**What to produce**
Give the lines again exactly, from the one holding "front grille, then" to the last line of the listing below, both ends included and nothing added.

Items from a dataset

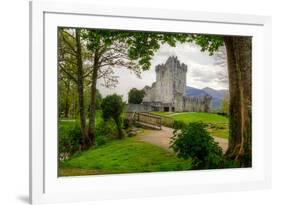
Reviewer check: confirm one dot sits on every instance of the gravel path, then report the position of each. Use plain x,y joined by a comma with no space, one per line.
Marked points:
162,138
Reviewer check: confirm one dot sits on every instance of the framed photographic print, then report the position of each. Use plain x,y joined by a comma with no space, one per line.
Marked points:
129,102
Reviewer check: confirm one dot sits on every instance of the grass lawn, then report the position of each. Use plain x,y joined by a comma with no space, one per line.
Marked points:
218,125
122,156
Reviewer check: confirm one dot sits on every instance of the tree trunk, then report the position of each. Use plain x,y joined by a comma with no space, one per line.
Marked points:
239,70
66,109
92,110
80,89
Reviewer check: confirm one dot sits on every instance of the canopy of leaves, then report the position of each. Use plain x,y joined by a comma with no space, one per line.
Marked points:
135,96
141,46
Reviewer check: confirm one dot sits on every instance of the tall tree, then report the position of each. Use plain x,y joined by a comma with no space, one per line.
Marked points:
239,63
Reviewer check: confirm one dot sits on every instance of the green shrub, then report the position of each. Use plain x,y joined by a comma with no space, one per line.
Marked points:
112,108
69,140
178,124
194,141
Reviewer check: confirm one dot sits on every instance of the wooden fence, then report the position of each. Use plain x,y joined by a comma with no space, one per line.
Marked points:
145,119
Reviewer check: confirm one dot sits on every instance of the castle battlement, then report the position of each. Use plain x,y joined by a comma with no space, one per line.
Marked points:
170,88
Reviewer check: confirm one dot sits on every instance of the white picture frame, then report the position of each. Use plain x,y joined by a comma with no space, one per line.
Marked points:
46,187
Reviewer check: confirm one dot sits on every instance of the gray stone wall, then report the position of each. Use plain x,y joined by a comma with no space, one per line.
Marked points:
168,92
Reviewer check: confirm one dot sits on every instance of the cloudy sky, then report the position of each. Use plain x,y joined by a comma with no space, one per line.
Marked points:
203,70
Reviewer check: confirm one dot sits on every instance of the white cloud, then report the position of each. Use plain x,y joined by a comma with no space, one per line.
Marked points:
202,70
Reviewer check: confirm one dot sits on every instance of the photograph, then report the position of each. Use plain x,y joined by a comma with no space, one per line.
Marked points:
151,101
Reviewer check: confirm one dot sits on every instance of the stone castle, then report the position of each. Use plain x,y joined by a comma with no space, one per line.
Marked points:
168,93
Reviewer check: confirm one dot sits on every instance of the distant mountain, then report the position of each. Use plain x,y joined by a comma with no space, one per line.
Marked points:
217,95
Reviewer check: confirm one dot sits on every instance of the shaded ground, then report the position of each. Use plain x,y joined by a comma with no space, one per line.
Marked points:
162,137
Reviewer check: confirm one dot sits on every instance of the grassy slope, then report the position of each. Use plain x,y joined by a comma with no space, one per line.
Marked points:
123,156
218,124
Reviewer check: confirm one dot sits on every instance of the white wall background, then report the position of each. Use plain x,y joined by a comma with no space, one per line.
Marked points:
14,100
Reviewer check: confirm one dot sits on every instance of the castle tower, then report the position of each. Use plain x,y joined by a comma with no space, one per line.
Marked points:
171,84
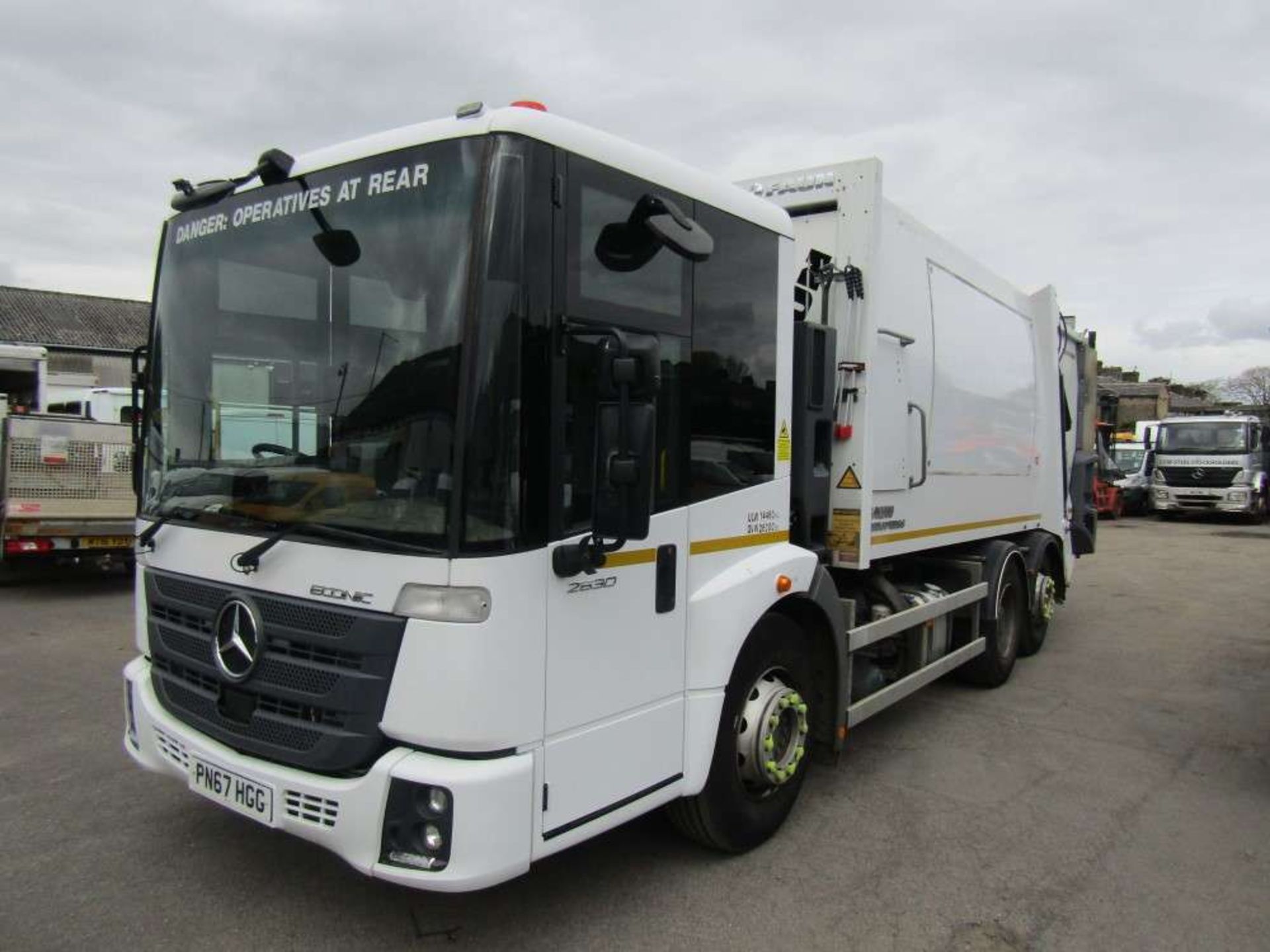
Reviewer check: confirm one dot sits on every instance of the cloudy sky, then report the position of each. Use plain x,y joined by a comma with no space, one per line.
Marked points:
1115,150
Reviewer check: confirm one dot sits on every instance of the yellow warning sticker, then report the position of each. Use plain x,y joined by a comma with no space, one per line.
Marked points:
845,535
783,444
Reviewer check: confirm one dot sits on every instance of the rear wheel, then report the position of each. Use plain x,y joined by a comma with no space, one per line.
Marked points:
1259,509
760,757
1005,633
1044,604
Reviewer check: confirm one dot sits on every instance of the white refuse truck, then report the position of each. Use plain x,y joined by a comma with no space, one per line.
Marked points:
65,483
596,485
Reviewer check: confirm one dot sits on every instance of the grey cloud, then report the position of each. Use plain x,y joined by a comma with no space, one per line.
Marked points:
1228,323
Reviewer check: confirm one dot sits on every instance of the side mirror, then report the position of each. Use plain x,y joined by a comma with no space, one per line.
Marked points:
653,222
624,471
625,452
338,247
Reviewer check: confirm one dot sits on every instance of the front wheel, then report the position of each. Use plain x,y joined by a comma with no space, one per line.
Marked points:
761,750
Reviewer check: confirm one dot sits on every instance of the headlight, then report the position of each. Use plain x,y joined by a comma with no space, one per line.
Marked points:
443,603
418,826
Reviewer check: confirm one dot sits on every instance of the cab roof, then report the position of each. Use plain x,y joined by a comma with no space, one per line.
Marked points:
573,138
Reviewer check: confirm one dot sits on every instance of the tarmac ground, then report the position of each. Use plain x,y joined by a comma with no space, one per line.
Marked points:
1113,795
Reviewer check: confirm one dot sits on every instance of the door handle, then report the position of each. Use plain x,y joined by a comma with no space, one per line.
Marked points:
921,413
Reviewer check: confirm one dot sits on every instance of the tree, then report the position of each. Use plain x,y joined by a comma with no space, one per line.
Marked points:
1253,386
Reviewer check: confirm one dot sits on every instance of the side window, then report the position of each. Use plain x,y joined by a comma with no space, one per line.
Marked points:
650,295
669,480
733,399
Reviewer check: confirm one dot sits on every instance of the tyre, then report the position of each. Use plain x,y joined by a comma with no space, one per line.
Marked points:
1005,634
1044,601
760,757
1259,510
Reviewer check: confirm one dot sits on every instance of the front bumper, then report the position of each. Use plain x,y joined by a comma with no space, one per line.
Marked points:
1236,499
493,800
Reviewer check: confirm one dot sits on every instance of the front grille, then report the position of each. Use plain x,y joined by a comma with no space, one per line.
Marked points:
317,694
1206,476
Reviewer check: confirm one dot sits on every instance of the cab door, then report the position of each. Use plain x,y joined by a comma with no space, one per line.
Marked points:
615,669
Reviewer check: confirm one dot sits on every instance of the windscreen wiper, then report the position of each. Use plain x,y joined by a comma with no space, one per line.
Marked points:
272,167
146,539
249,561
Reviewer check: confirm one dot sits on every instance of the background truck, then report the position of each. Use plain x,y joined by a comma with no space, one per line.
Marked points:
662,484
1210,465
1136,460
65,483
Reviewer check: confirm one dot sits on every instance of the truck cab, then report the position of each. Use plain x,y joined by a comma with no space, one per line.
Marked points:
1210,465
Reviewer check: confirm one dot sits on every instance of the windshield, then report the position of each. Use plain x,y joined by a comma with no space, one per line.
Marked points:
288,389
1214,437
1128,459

**Solution for this task**
Reviewer check: confirm one dot sits on every instance of the front grille, then report the position of each. Use plain x,y joined by a comma with no space, one per line.
Marked points:
317,694
1206,476
Reviewer check: confirm one dot sits on every instance of the cab door, then report the position of each. Use plain x,y joined by a comma with no space, one per line.
Marked points:
615,669
Reviewer check: confirm one dot sits on every instance of the windscreen wiper, then report the position of each. Use plain x,y joined by a comma with no space, one per line.
Marked points:
272,167
146,539
249,561
Reviewer check: confirm one dot sits on every instance of the background truck, then report the position of each. Use plain x,y joined by a comma with no space, one per line.
Marked points:
662,484
1210,465
1136,460
65,483
Reviewer check: confirm one dot sits on every instance of the truck cab, then report the position of each. Use plain x,y joined by a comma with no space, one per line.
Marked points:
1210,465
Reviewer check: confirm one dot sits on every instance of the windshield, then report the position of each. Use plain x,y joined by a comma with no space, one per line.
Marked points:
288,389
1214,437
1128,459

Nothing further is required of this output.